*Try it*:
Return exactly the line that contains "174L356 180L362 177L359" and all lines beneath it in the entries, through the very last one.

*Data provided*:
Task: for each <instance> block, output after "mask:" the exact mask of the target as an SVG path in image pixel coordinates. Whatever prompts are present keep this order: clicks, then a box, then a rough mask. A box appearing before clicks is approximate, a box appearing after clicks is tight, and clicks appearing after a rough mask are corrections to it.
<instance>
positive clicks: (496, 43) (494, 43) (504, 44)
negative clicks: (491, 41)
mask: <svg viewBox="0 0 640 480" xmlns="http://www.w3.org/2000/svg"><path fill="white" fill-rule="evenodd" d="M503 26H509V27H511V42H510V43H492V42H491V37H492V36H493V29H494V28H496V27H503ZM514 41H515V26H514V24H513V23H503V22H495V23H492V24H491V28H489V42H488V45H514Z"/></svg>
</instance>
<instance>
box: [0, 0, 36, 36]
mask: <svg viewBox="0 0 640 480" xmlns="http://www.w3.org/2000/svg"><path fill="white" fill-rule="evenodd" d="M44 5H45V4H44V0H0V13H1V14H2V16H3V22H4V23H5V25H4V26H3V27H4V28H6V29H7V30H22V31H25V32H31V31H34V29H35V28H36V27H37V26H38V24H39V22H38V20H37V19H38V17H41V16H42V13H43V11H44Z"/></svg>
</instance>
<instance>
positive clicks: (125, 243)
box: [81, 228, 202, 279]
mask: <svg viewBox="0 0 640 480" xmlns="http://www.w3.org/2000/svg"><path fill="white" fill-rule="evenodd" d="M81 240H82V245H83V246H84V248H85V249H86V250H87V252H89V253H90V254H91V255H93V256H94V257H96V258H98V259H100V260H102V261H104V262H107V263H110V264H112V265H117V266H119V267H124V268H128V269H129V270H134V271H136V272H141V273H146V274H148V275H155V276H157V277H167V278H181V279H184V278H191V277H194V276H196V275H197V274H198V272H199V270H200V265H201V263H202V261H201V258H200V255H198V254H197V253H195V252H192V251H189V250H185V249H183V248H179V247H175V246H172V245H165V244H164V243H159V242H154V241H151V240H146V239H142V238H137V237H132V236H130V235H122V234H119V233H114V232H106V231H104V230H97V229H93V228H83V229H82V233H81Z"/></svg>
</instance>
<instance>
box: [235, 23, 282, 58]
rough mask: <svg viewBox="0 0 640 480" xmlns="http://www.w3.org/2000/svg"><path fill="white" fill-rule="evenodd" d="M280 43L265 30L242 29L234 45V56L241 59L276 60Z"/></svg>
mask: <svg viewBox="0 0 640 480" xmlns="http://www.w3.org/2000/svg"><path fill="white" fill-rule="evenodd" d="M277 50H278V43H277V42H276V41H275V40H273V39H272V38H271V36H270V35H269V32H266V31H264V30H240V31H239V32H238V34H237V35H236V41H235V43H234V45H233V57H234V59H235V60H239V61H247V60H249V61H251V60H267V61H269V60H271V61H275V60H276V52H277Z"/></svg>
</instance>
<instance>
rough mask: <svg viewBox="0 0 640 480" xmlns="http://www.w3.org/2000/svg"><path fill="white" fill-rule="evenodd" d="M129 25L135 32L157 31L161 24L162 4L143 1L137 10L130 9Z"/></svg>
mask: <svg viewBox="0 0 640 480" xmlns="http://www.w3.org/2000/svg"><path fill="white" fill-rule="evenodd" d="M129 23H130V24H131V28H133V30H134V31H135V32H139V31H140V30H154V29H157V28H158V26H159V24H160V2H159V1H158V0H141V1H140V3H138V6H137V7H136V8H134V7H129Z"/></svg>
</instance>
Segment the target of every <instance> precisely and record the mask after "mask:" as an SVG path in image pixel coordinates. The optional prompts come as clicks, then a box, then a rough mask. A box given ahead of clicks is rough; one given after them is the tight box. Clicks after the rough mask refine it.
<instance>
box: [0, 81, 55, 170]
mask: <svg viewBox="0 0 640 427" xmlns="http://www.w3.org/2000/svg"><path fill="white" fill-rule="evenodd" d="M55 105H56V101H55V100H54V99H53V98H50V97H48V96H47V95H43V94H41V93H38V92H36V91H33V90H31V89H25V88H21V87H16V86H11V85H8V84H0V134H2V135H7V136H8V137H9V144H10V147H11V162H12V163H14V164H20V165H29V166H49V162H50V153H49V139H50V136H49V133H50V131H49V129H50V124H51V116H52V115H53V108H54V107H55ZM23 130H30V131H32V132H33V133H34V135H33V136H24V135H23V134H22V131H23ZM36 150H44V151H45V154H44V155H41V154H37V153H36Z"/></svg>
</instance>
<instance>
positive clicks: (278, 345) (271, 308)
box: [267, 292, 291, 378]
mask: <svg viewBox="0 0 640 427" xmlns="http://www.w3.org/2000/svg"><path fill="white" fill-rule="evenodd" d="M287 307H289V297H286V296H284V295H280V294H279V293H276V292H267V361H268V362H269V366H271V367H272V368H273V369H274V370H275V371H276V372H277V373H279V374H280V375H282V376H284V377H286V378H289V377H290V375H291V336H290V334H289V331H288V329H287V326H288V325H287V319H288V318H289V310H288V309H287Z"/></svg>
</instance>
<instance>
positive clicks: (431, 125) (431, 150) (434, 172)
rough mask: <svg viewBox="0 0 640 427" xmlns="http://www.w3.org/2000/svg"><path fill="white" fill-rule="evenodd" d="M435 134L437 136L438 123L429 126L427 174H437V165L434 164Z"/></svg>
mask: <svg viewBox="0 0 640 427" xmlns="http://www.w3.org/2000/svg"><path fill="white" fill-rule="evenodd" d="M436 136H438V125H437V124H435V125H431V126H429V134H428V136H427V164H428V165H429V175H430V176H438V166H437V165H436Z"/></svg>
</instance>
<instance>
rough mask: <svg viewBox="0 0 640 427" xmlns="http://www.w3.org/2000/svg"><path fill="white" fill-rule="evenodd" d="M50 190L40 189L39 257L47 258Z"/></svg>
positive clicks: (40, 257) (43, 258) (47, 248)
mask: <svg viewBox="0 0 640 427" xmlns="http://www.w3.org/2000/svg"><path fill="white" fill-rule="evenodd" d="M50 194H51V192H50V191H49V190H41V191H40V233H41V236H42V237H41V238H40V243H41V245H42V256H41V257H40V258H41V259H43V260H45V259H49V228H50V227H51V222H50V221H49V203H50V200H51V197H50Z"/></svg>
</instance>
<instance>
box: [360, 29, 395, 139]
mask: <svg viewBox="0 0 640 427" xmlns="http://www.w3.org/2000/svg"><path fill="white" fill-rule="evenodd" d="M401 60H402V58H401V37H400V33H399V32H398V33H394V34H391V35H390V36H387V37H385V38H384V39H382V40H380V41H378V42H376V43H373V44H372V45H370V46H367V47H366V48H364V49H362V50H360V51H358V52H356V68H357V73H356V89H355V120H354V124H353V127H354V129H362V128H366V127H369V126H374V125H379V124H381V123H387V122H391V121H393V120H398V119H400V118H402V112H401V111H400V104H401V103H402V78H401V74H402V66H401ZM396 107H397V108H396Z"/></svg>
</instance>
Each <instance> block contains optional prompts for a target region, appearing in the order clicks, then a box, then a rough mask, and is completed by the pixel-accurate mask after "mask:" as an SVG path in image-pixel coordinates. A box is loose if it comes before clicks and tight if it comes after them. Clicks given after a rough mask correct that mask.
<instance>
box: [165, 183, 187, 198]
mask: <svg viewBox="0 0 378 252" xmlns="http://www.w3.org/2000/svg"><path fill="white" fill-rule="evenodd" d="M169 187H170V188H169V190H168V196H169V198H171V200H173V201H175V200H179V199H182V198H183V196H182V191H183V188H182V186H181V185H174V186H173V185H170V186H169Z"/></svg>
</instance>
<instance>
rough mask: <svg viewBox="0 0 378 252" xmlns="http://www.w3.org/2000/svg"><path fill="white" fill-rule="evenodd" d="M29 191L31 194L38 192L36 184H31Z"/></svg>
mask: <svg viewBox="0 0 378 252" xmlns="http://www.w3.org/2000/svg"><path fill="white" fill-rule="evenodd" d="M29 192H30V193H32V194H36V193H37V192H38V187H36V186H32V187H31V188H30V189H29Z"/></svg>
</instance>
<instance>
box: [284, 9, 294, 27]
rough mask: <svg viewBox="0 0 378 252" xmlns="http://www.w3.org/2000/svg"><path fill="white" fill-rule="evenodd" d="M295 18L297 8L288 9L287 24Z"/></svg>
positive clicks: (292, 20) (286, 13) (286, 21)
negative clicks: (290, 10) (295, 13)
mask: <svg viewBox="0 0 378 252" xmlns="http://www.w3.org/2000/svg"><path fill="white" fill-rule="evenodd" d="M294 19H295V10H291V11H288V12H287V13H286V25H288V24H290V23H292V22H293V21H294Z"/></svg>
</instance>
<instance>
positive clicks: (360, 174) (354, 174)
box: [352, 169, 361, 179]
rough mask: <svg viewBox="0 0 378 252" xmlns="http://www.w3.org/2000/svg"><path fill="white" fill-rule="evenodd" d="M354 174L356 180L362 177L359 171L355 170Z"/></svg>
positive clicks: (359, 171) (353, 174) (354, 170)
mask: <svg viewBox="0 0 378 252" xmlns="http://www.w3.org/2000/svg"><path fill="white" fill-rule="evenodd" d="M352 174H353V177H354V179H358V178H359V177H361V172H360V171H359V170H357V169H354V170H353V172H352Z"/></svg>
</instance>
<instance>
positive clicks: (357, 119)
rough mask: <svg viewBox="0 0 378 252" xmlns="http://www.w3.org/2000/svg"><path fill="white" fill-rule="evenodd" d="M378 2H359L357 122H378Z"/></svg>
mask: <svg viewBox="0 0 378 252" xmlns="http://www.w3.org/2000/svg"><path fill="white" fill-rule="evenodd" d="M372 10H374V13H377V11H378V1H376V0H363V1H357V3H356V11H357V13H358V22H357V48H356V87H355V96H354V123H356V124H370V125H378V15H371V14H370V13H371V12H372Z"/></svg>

*Solution to the exercise*:
rough mask: <svg viewBox="0 0 378 252" xmlns="http://www.w3.org/2000/svg"><path fill="white" fill-rule="evenodd" d="M354 174L356 180L362 177L359 171L355 170Z"/></svg>
positive clicks: (359, 171) (353, 174) (354, 170)
mask: <svg viewBox="0 0 378 252" xmlns="http://www.w3.org/2000/svg"><path fill="white" fill-rule="evenodd" d="M352 174H353V177H354V179H358V178H359V177H361V172H360V171H359V170H357V169H354V170H353V172H352Z"/></svg>
</instance>
<instance>
positive clicks: (357, 119)
rough mask: <svg viewBox="0 0 378 252" xmlns="http://www.w3.org/2000/svg"><path fill="white" fill-rule="evenodd" d="M378 2H359L357 122H378Z"/></svg>
mask: <svg viewBox="0 0 378 252" xmlns="http://www.w3.org/2000/svg"><path fill="white" fill-rule="evenodd" d="M372 10H374V13H377V11H378V1H376V0H363V1H357V3H356V11H357V13H358V22H357V48H356V87H355V96H354V123H356V124H370V125H378V15H371V14H370V13H371V12H372Z"/></svg>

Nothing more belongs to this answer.